INPUT DATA:
****************

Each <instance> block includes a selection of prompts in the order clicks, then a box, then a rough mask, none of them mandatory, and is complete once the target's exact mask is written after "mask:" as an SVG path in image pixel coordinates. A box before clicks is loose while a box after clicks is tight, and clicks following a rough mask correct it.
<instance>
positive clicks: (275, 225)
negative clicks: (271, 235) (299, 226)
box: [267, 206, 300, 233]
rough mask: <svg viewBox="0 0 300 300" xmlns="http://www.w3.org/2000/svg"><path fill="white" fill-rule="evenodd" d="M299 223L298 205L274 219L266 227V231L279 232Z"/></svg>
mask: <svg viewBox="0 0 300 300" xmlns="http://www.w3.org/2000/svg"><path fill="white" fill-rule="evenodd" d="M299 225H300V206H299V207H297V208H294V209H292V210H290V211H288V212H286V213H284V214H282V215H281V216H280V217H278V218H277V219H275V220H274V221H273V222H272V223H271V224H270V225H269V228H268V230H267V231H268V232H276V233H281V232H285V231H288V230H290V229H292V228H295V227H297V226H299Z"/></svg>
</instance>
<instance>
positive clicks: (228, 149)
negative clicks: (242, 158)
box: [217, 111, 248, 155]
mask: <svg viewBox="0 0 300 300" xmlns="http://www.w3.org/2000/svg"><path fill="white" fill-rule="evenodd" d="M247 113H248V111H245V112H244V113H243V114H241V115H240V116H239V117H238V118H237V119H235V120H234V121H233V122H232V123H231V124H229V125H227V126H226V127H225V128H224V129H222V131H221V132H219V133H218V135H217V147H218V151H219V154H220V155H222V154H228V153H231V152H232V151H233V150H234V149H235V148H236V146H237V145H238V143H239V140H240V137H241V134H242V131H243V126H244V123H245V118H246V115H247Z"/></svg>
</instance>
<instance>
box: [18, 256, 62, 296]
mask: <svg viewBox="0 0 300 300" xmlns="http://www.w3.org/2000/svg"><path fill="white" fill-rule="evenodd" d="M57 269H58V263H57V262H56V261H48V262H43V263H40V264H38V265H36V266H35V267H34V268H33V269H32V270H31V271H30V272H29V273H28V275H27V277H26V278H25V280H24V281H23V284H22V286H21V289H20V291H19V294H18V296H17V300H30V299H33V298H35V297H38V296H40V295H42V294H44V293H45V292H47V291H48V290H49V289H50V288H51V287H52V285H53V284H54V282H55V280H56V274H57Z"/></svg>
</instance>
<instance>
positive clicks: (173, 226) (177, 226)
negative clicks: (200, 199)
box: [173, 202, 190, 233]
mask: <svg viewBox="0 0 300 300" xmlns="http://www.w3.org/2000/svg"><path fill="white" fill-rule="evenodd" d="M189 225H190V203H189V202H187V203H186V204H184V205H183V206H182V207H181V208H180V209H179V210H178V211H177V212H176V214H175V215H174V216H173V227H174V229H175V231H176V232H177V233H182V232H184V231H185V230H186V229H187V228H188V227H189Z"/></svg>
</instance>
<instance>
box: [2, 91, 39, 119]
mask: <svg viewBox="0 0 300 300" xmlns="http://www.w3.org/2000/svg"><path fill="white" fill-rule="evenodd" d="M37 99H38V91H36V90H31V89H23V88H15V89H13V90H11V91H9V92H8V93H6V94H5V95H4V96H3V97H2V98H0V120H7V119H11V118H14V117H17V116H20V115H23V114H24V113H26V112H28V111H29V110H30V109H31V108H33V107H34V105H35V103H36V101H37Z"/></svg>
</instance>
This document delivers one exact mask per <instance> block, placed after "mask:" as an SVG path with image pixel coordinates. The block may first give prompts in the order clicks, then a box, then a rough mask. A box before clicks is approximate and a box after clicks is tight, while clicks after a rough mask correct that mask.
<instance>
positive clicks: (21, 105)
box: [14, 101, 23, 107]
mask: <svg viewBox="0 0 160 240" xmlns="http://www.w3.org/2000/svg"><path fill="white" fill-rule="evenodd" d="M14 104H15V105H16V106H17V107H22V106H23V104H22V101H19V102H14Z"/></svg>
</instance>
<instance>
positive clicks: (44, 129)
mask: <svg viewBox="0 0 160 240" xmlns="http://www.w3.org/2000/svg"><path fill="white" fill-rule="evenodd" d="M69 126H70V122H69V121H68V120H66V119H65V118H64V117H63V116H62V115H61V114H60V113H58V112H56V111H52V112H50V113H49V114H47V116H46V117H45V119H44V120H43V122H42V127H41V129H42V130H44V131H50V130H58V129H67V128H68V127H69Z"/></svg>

****************

WHAT IS NEEDED:
Please gather every line of the material above that contains the word "order" and copy each of those lines in full.

WRITTEN SOLUTION:
Each <instance> block includes a selection of prompts in the order clicks, then a box, then a rough mask, none of them mandatory, and is complete once the target's exact mask is written after "mask:" as an SVG path in image pixel coordinates. A box before clicks is loose while a box after clicks is tight, and clicks following a rough mask correct it.
This document delivers one exact mask per <instance> block, placed after "mask:" as an SVG path with image pixel coordinates. The block may first give prompts in the order clicks, then a box, then a rough mask. A box before clicks is approximate and a box after clicks is tight, while clicks after a rough mask correct that mask.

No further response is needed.